- **Reading text**:
= Francis Magan =

Francis Magan (24 May 1774 – 1843) was a barrister and the informer who procured the death of Lord Edward Fitzgerald through felon-setting.

==Early life ==
He was born on 24 May 1774 in Dublin, descended from an ancient Catholic family from County Westmeath, the Magans of Umma-more (Emoe). His grandfather, James Magan, established a medical practice in Dublin, where he was succeeded by his eldest son, Richard. Thomas Magan, James's second son, became a woollen draper, establishing himself at 49 High Street, Dublin. Active politically, Thomas represented Dundalk at the Catholic Convention of 1792. He was named wool draper and mercer to King George III in 1794, an honorary title he probably owed to his friend Francis Higgins, a notorious scoundrel known as the "Sham Squire", owner of a well-known government "print" (newspaper), The Freeman's Journal.

Magan was admitted to Trinity College, Dublin in 1788, although he did not attend before 1791. He joined the College Historical Society but was never active. In May 1794, he signed the oath of loyalty to the British monarch required of any Catholic barrister and went to London to study at Lincoln's Inn.

==Career==
Returning to Dublin in 1796, he was admitted to the Irish Bar, the King's Inns, in Michelmas term. The published records of the King's Inns state that he had been employed in the Irish revenue service.

Magan's historical notoriety originates from a single act. During April–May 1798 he informed the British government several times of the whereabouts of Lord Edward Fitzgerald on Thomas Street, Dublin, just as the latter prepared to take the field at the head of thousands of Croppies during the 1798 Rising. Lord Edward's arrest on 19 May deprived the United Irishmen of their most charismatic leader, on whose head the British had put a price of £1,000, equivalent to £1.5m in 2015.

- **Things to do**:
(a) Answer these questions about the Francis Magan biography:
(i) At what address did Thomas Magan establish himself as a woollen draper?
(ii) In what year was Francis Magan admitted to Trinity College, Dublin?
(iii) On what date was Lord Edward Fitzgerald arrested?
(b) Reproduce, word for word, the part of the Francis Magan biography that opens with the words containing "Magan's historical notoriety" and closes with "to £1.5m in 2015.".
(c) Resume the Francis Magan biography after its last sentence and continue it.

- **Provided material**:
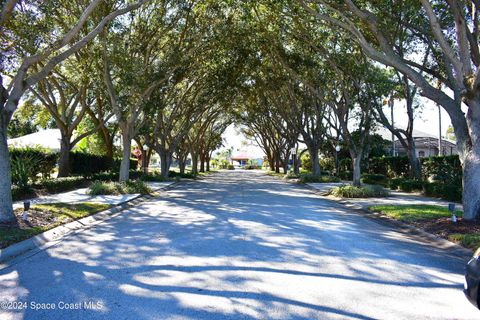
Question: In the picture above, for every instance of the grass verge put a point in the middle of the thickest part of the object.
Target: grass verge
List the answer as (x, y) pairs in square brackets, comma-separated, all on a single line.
[(366, 191), (43, 217), (410, 213)]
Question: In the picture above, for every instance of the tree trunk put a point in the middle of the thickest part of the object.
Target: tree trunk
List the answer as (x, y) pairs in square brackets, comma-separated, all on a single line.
[(207, 160), (125, 164), (64, 160), (271, 163), (357, 171), (182, 163), (415, 165), (471, 167), (164, 162), (202, 162), (315, 161), (194, 163), (6, 205)]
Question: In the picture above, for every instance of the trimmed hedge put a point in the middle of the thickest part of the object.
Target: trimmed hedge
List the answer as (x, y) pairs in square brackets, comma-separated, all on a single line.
[(379, 179), (445, 191), (349, 191), (61, 184), (87, 164), (311, 178), (44, 161)]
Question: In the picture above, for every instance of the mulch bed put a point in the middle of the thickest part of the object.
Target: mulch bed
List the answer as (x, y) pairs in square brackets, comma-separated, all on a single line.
[(36, 218), (444, 227)]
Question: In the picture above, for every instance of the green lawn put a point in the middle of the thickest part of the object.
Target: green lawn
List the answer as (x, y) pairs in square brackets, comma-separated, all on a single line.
[(468, 240), (410, 213), (53, 215)]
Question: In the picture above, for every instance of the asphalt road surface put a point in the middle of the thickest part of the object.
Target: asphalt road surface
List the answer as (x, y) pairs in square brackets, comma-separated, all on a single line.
[(237, 245)]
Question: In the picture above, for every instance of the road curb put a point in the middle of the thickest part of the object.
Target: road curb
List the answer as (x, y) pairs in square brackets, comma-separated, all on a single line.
[(37, 242), (402, 227)]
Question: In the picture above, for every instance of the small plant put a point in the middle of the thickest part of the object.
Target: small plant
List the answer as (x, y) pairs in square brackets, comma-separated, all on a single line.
[(369, 191)]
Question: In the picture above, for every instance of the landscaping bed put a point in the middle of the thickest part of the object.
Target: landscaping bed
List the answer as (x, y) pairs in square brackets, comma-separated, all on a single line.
[(436, 220), (43, 217)]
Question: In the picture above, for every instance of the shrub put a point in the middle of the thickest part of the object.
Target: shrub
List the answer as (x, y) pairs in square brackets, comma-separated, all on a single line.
[(185, 175), (392, 167), (446, 169), (41, 161), (394, 183), (345, 164), (136, 186), (448, 192), (345, 175), (311, 178), (410, 185), (19, 193), (349, 191), (379, 179), (157, 177), (23, 170), (61, 184), (115, 188), (327, 164)]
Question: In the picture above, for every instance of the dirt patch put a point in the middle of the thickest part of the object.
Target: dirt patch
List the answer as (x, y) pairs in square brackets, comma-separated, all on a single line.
[(36, 218)]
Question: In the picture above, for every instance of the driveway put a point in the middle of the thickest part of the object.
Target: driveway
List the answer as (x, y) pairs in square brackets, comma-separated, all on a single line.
[(237, 245)]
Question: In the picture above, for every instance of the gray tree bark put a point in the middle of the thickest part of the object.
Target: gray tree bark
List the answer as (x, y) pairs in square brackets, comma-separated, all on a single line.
[(6, 207), (125, 164), (357, 170)]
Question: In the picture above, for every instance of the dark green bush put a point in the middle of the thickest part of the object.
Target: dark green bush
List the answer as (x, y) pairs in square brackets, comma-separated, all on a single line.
[(311, 178), (154, 177), (345, 175), (350, 191), (185, 175), (41, 161), (448, 192), (373, 178), (61, 184), (19, 193), (446, 169), (394, 183), (410, 185)]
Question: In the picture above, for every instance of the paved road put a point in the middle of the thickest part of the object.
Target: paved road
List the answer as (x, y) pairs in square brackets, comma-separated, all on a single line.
[(238, 245)]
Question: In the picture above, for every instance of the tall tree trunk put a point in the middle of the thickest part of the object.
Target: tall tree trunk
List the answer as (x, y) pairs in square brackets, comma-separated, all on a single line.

- **Responses for each task**:
(a)
(i) 49 High Street, Dublin
(ii) 1788
(iii) 19 May

(b)
Magan's historical notoriety originates from a single act. During April–May 1798 he informed the British government several times of the whereabouts of Lord Edward Fitzgerald on Thomas Street, Dublin, just as the latter prepared to take the field at the head of thousands of Croppies during the 1798 Rising. Lord Edward's arrest on 19 May deprived the United Irishmen of their most charismatic leader, on whose head the British had put a price of £1,000, equivalent to £1.5m in 2015.

(c)
Magan passed this to the Castle without being discovered or even suspected during his lifetime, probably because of his otherwise unremarkable life. He had found out Lord Edward's whereabouts through his involvement with the United Irishmen, being a member of its committee responsible for Dublin. He hosted a meeting of this committee on the night of 17 May 1798. Lord Edward attended and may have passed the night in Magan's house. Magan sold this information on to Dublin Castle the next day, provoking Major Sirr with a body of soldiers to apprehend Lord Edward as he departed from the rear of 20 Usher's Island at dusk. Given further information by Magan, Sirr found Lord Edward suffering from fever in 153 Thomas Street and shot him during a struggle, and he died in Newgate Prison, Dublin, some days later.

It was only with the publication of W. J. Fitzpatrick's Secret Service Under Pitt a century later in 1892 that Magan was unveiled as the traitor. Francis Higgins was paid the £1,000 for betraying Lord Edward, and Magan got £300 a year.

A fortune bequeathed by one Francis Magan led to the foundation of St. Vincent's Hospital, Fairview, Dublin in 1857.